SUPPLIED MATERIAL ->
⁂
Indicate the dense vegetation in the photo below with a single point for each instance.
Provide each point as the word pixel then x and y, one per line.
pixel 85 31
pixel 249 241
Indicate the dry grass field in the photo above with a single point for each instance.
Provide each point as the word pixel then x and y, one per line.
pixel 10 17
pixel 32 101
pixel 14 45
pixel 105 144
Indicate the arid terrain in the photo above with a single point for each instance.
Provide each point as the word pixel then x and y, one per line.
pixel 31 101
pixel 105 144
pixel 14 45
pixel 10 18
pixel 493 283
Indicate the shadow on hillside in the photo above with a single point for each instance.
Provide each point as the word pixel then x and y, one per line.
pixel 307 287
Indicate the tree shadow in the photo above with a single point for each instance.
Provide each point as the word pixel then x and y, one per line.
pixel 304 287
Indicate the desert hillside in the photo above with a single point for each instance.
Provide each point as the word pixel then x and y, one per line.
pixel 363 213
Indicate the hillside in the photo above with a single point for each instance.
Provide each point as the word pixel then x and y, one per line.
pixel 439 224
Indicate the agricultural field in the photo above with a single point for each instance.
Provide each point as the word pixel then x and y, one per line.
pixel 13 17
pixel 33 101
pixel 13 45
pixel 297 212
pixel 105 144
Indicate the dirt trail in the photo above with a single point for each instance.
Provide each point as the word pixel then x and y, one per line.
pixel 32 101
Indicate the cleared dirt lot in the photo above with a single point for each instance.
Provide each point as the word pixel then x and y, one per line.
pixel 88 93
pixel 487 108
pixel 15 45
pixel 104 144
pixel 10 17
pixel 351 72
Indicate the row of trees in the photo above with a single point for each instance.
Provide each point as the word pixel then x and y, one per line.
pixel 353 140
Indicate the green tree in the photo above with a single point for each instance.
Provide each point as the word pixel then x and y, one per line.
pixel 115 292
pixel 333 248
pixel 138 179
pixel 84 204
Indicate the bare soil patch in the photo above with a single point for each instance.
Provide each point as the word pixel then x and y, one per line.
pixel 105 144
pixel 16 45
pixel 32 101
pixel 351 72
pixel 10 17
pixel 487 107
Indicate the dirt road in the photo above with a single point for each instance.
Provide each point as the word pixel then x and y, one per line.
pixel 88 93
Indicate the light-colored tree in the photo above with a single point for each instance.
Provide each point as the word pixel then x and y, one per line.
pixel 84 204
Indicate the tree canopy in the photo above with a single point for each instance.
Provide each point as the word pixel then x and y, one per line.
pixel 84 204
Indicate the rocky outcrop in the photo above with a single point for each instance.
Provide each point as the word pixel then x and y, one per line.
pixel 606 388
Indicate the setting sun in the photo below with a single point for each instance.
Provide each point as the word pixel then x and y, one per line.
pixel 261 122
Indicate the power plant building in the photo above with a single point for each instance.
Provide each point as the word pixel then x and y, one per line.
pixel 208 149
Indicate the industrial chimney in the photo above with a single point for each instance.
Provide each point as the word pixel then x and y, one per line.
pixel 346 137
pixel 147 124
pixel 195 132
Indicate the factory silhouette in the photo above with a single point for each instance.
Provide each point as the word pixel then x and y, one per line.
⁂
Retype the whole listing above word for word, line by line, from start to finish.

Indicate the dense vegetation in the photo below with a single point for each instance.
Provide each point as the word pixel then x and y, one per line.
pixel 85 31
pixel 249 241
Indicate the dry grass field in the photo above with a single point for each instance.
Provide each point as the word pixel then x and y, one per line.
pixel 10 17
pixel 32 101
pixel 14 45
pixel 105 144
Indicate the arid terrain in the photo above with a single point for each instance.
Provide each point as the word pixel then x and y, one per line.
pixel 31 101
pixel 105 144
pixel 14 45
pixel 10 18
pixel 493 283
Indicate the shadow on hillside in the photo above with a single point for each instance.
Provide each point as the word pixel then x and y, one per line.
pixel 307 287
Indicate the tree shadow in the photo above with a single point for each instance.
Provide each point as the word pixel then x and y, one per line.
pixel 304 287
Indicate the desert hillside in the photo above with a single point for each instance.
Provide each point as the word pixel then x and y, one per line.
pixel 363 213
Indicate the hillside in the photo above with a single point for each instance.
Provide each point as the word pixel then x and y, one per line.
pixel 439 224
Indicate the agricultural field in the photo above with a single point for each instance.
Provide each point as the word pixel then x and y, one per line.
pixel 13 17
pixel 33 101
pixel 13 45
pixel 297 212
pixel 105 144
Indicate the dirt trail in the photo above with a single point for each instance.
Provide each point as the word pixel then x and y, one per line.
pixel 32 101
Indicate the cleared dirt lot in the photo above with a single point for each instance.
Provide each point as the word pixel then x and y, one per line.
pixel 88 93
pixel 487 108
pixel 15 45
pixel 104 144
pixel 10 17
pixel 351 72
Indicate the row of trees in the photo above with a single point for each instance.
Provide each point as the word pixel then x and y, one per line.
pixel 353 140
Indicate the green tree in the photo above with a single point for each instance.
Provide each point as the word pixel then x and y, one per line.
pixel 115 292
pixel 333 248
pixel 138 179
pixel 84 204
Indicate the bare soil patch in the photo above with a single point for each instance.
Provide each point as the word pixel then x and y, one per line.
pixel 105 144
pixel 16 45
pixel 32 101
pixel 351 72
pixel 10 17
pixel 487 107
Indicate the dirt road in the photo above with a single point for each instance.
Provide each point as the word pixel then x and y, one per line.
pixel 88 93
Indicate the light-colored tree in the photo above with a single point for each instance.
Provide each point as the word pixel then x and y, one per line.
pixel 84 204
Indicate the tree canopy in the photo above with a single point for each instance.
Provide each point as the word pixel then x and y, one per line.
pixel 84 204
Indicate the rocky outcrop in the photo above with a single point for each instance.
Provide each point as the word pixel then x and y, one per line.
pixel 606 388
Indicate the setting sun in the photo below with a single point for each instance.
Provide each point as the word pixel then x and y, one per line.
pixel 261 122
Indicate the power plant building in the photo above with a single point for each instance.
Provide each point as the word pixel then x and y, one per line.
pixel 208 149
Indicate the industrial chimney in the photo above with a single point for each instance.
Provide each point as the word pixel then x and y, one per line.
pixel 346 137
pixel 147 124
pixel 195 132
Indicate the factory silhouette in the photo above with a single point for each instance.
Provide each point as the word pixel then x and y, one per line.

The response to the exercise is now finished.